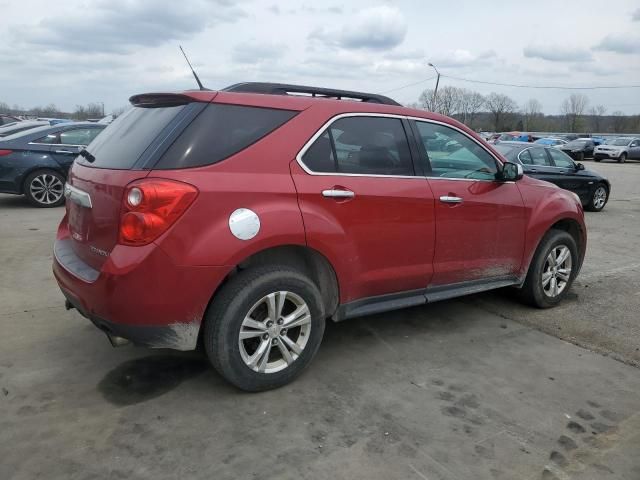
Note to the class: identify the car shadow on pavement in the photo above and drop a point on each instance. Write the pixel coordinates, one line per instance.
(144, 378)
(19, 201)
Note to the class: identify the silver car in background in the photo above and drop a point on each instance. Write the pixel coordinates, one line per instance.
(620, 149)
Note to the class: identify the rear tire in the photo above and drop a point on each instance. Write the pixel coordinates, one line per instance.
(599, 198)
(544, 295)
(249, 315)
(44, 188)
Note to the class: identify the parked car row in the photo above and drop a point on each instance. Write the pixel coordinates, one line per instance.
(555, 166)
(619, 149)
(35, 162)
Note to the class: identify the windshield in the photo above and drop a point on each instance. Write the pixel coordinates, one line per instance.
(508, 151)
(620, 142)
(27, 131)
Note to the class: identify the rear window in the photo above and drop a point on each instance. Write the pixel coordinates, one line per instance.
(219, 132)
(122, 143)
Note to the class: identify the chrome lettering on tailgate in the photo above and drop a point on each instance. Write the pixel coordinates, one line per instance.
(78, 196)
(98, 251)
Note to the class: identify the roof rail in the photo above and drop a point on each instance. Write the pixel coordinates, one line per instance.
(286, 89)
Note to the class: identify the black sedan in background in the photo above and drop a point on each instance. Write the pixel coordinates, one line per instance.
(579, 149)
(553, 165)
(35, 162)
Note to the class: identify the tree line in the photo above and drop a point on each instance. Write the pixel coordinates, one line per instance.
(80, 112)
(499, 112)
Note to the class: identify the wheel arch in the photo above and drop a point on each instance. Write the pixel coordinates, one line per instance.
(302, 258)
(570, 225)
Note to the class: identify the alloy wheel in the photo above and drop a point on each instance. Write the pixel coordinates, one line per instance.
(275, 332)
(46, 189)
(556, 272)
(599, 197)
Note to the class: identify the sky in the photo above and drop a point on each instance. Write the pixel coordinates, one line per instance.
(83, 51)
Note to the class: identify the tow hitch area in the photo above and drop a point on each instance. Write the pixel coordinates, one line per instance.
(117, 341)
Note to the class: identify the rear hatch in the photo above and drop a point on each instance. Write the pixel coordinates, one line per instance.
(122, 153)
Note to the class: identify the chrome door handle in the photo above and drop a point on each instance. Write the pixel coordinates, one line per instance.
(338, 193)
(448, 199)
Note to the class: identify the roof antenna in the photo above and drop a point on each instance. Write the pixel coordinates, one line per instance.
(192, 70)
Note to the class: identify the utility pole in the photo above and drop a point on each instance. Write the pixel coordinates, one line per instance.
(435, 92)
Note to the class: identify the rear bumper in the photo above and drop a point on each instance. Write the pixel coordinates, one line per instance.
(601, 155)
(139, 294)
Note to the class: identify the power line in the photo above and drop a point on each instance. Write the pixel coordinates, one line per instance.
(540, 86)
(408, 85)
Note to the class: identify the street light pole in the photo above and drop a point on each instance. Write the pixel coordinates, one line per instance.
(435, 92)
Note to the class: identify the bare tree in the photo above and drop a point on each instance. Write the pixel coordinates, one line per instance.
(470, 104)
(116, 112)
(596, 117)
(501, 107)
(532, 113)
(573, 108)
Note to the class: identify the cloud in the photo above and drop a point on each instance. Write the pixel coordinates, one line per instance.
(253, 52)
(461, 58)
(625, 43)
(375, 28)
(121, 26)
(556, 53)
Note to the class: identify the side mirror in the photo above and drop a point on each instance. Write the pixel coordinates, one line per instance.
(511, 172)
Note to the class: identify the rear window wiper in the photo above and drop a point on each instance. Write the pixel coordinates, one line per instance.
(84, 153)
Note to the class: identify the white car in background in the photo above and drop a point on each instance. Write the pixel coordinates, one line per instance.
(620, 149)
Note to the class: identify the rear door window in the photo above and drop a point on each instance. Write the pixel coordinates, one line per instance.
(123, 142)
(362, 145)
(452, 154)
(78, 136)
(219, 132)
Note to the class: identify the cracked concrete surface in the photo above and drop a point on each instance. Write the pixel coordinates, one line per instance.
(465, 389)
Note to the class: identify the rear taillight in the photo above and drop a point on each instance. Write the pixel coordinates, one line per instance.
(150, 207)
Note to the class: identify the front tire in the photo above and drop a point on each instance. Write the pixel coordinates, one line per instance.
(598, 198)
(552, 270)
(44, 188)
(264, 327)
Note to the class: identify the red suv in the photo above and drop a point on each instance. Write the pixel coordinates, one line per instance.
(242, 219)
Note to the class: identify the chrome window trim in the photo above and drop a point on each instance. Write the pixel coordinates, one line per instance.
(57, 144)
(335, 118)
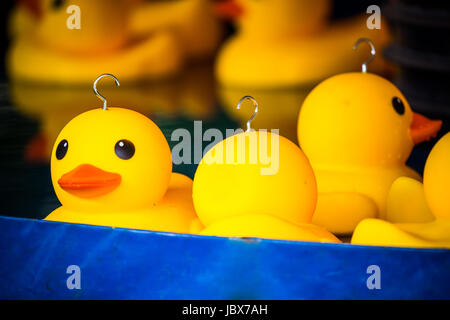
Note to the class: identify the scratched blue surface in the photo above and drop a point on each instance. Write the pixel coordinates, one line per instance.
(131, 264)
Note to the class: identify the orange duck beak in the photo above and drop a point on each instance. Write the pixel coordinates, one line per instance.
(228, 9)
(87, 181)
(423, 129)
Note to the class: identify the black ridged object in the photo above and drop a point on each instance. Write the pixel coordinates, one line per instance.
(421, 51)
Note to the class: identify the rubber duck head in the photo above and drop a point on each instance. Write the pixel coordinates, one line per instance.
(360, 119)
(274, 17)
(102, 24)
(255, 172)
(114, 159)
(436, 179)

• _GIVEN REQUEST_: Could you repeat the stretch from the line containing "Note to the class: identify the red" through the last line, both included, requests and all, but scale every pixel coordinate in the answers by 0.2 and round to whole numbers, halves going up? Leave the pictures out.

• _RESULT FOR THIS TASK_:
Note to the class: identify the red suv in the photo above and drop a point on each instance. Write the pixel coordinates, one line per instance.
(48, 44)
Note to the class: identify the chrome window trim in the photo above and drop a point on each instance. Write the pixel coordinates, one line per instance.
(11, 29)
(67, 24)
Note to the class: identify the scratched blue surface in the photo above and drop a point on each instance. Write the pixel coordinates, one line per instance.
(26, 53)
Note to the class: identify the orange duck beak in the photo above and drop a point on each instance. Write the pixel coordinates, one line per instance.
(46, 2)
(17, 36)
(85, 26)
Note to the class: identify the black ridged object in the photo above and drop a point on each instance. Write the pixel coordinates, one line per instance.
(84, 10)
Note to the class: identify the rubber duck head in the photo above and drop a point on each instance. Write the pixel coordinates, one line per instance.
(72, 24)
(55, 3)
(20, 5)
(51, 34)
(23, 32)
(87, 36)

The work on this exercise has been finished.